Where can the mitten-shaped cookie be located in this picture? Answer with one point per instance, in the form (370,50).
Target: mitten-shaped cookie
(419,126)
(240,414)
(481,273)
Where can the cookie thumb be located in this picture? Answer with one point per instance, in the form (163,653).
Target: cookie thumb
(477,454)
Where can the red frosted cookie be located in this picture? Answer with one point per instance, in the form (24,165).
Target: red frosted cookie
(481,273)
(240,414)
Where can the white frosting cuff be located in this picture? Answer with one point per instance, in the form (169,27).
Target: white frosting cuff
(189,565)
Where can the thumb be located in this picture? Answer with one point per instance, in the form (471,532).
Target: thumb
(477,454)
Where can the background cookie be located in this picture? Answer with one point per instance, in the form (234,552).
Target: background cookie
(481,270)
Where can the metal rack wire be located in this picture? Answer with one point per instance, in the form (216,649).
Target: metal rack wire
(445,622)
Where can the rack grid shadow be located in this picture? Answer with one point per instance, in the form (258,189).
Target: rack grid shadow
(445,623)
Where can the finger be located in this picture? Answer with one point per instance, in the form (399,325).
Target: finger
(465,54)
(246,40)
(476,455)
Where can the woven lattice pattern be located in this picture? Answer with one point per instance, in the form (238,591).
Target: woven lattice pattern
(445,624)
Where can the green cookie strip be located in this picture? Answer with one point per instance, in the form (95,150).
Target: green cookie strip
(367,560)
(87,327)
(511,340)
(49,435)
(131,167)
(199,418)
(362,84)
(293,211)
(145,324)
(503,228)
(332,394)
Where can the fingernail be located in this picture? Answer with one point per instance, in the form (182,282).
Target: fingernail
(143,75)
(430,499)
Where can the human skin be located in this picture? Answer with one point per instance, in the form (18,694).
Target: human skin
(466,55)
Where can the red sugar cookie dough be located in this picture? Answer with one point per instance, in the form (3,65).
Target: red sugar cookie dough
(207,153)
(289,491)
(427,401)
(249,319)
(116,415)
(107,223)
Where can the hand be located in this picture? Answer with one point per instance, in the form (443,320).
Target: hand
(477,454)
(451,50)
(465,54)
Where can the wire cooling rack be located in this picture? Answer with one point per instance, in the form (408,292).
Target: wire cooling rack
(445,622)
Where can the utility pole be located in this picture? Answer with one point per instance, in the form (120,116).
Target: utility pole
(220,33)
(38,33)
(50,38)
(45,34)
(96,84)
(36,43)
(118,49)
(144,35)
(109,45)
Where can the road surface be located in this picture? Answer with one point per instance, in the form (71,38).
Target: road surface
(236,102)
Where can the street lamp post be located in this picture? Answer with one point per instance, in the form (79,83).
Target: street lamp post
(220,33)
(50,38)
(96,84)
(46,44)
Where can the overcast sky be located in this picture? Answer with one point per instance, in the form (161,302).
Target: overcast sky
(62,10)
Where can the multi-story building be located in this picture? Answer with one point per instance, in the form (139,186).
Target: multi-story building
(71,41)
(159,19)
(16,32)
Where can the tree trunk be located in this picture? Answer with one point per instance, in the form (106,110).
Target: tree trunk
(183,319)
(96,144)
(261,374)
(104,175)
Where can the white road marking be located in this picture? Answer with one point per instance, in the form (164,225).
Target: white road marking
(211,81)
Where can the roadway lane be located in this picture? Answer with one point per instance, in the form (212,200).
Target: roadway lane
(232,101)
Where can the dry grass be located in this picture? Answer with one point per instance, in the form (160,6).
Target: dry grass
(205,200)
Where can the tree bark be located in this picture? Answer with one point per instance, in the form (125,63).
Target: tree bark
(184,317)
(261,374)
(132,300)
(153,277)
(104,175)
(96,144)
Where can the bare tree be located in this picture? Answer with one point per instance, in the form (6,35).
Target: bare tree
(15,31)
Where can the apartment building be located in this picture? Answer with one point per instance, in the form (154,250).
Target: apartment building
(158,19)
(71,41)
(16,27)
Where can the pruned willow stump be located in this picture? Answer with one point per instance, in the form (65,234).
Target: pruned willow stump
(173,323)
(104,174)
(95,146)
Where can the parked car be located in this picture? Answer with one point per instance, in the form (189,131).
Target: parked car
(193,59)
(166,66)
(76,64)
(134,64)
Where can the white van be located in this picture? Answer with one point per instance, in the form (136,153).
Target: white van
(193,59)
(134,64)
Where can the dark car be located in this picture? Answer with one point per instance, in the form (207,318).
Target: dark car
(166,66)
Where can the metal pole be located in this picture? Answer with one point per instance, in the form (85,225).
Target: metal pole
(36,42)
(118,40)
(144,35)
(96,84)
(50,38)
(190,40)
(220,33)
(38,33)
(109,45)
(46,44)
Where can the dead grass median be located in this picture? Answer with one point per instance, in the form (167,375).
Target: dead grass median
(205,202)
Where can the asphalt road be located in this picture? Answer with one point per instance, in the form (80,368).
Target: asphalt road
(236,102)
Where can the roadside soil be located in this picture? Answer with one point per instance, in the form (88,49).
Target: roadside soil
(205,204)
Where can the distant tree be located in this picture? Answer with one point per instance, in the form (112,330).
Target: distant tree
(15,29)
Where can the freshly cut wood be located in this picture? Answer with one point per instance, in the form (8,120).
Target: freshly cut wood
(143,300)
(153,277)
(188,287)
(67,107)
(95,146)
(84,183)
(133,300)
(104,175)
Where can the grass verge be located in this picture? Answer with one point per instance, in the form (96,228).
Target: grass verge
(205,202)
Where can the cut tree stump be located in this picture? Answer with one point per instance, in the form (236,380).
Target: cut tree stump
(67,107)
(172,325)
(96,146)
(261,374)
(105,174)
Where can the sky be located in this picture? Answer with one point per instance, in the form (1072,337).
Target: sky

________________

### Aim
Every line above should be written out again exactly as it stands.

### Written answer
Where can the mitten-shaped cookie be located in this picture? Answer with one point per instance, in the form (370,50).
Target: mitten-shaped cookie
(419,126)
(240,414)
(481,273)
Where can the cookie thumb be located in this picture? Answer with one point per instance, in the form (163,653).
Target: cookie thumb
(477,454)
Where can the red frosted cookie be located in this picture? Answer with one point per instance, in the form (24,165).
Target: red frosted cookie
(481,273)
(240,414)
Where can the white frosting cuff be located in this picture? Answer with one point per instance, in the form (169,27).
Target: white frosting cuff
(189,565)
Where can the thumb be located in this picture? Answer with one point per instance, in the form (471,532).
Target: thumb
(477,454)
Where can the background cookie be located in this picture? Answer with one point per instance, in the form (234,552).
Target: background cookie
(481,270)
Where can the metal rack wire be located in this picture? Answer with one point per instance, in the form (216,649).
Target: metal rack wire
(445,622)
Where can the rack grid shadow be located in this picture? Answer with one point per instance, in the form (258,189).
Target: rack grid shadow
(445,623)
Where can the finger be located in this picture? Answer with one point per instance, in the form (399,325).
Target: finger
(465,54)
(246,40)
(476,455)
Where can the woven lattice pattern be located in this picture? Answer with one point per instance, in the form (238,591).
Target: woven lattice pattern
(445,624)
Where can the green cookie strip be located in this picture? Answer with one point per instance, in the form (95,150).
Target: green cookie strip
(367,560)
(87,327)
(511,340)
(49,435)
(131,167)
(199,418)
(362,84)
(293,211)
(145,324)
(503,228)
(332,394)
Where can the fingernail be located in this picture? Answer with one point per instance, in the form (182,282).
Target: fingernail
(143,75)
(430,499)
Where can the human skin be located in this picture? Answer with one point per instance, in the form (18,694).
Target: human skin
(466,55)
Where can the red sugar cookie dough be located in this picture? Answer with one point per instance, in the form (3,65).
Target: red sugar cookie dough
(207,153)
(289,491)
(427,401)
(249,319)
(116,415)
(107,223)
Where can the hand be located in this picture? Answer with one point per instance, in the form (443,320).
Target: hand
(477,454)
(451,50)
(465,54)
Where can the wire cooling rack be located in this picture? Answer with one point per instance, in the form (408,292).
Target: wire cooling rack
(445,622)
Where can the utility pole be located in this picture? Answer with one point per instance, in the form (120,116).
Target: utility pole
(220,33)
(38,33)
(50,38)
(45,34)
(96,84)
(36,43)
(118,49)
(144,35)
(109,45)
Where can the road surface be located in this picture? Answer with one point per instance, in the form (71,38).
Target: road surface
(236,102)
Where can the street lamp post be located in this picture? Answer with one point per instance, in the form (79,83).
Target: street lamp post
(220,33)
(50,38)
(96,84)
(46,44)
Where can the overcast sky be located in this picture? Answer with one point per instance, in the form (161,302).
Target: overcast sky
(62,10)
Where can the multi-story building be located in this picture? Answer with one point per instance, in the form (139,186).
Target: multi-story building
(71,41)
(159,19)
(16,32)
Where can the tree trunk be located in this picture? Answer with one point per instance, in the form (106,110).
Target: tree trunk
(183,319)
(96,144)
(261,374)
(104,175)
Where can the white road marking be located in this picture? Answer with one point per instance, in the form (164,225).
Target: white road marking
(211,81)
Where can the roadway lane be located in this picture? Answer with one point per instance, in the form (212,200).
Target: roadway lane
(232,101)
Where can the dry grass be located in this picture? Answer with one point per instance, in the form (160,6).
Target: dry grass
(205,200)
Where can the tree bark be located in this picture? Answer with one point per instance, in the form (125,63).
Target: tree bark
(184,317)
(261,374)
(132,300)
(153,277)
(104,175)
(96,144)
Where can the bare tree be located in this picture? Answer with one point per instance, in the form (6,35).
Target: bare tree
(15,31)
Where can the apartment building be located in this picture? Answer with one point per instance, in the form (154,250).
Target: apartment building
(158,19)
(71,41)
(16,27)
Where can the pruned willow stump be located in this picture? Answer with one point per instance, in the form (65,234).
Target: pruned willow stump
(173,323)
(104,174)
(95,146)
Where can the parked car be located in this picture? Answer with one point per instance, in the form (189,131).
Target: parked car
(193,59)
(166,66)
(76,64)
(134,64)
Where can the white van be located in this picture? Answer with one point per instance, in the form (136,153).
Target: white van
(193,59)
(134,64)
Where can the dark car be located in this picture? Answer with one point per instance, in the form (207,318).
Target: dark car
(166,66)
Where can the metal pole be located in this picture? Answer with one point per instance, in the form (85,225).
Target: metal pole
(36,42)
(118,40)
(144,35)
(96,84)
(50,38)
(190,40)
(220,33)
(38,33)
(109,45)
(46,44)
Where can the dead grass median be located in this picture? Answer with one point per instance, in the form (167,375).
Target: dead grass median
(205,202)
Where can the asphalt road be located in this picture? Answer with one point per instance, in the form (80,368).
Target: asphalt road
(236,102)
Where can the roadside soil be located in this picture? Answer with one point per instance, in the form (88,49).
Target: roadside soil
(205,204)
Where can the distant tree be located in this picture? Answer with one point per instance, in the form (112,330).
Target: distant tree
(15,29)
Where can the freshly cut wood be located in this picture? Answer with one point per instance, in the form (8,120).
Target: freshly cut wood
(143,300)
(153,277)
(188,287)
(67,107)
(95,146)
(84,183)
(133,300)
(104,175)
Where can the grass verge be located in this picture? Answer with one point per instance, in the form (96,228).
Target: grass verge
(205,202)
Where can the cut tree stump be located in this picture? Answer with one point per instance, in the form (236,380).
Target: cut tree stump
(67,107)
(172,325)
(96,146)
(261,374)
(105,174)
Where can the sky be located in this picture? Answer with one point per instance, in the form (1072,337).
Target: sky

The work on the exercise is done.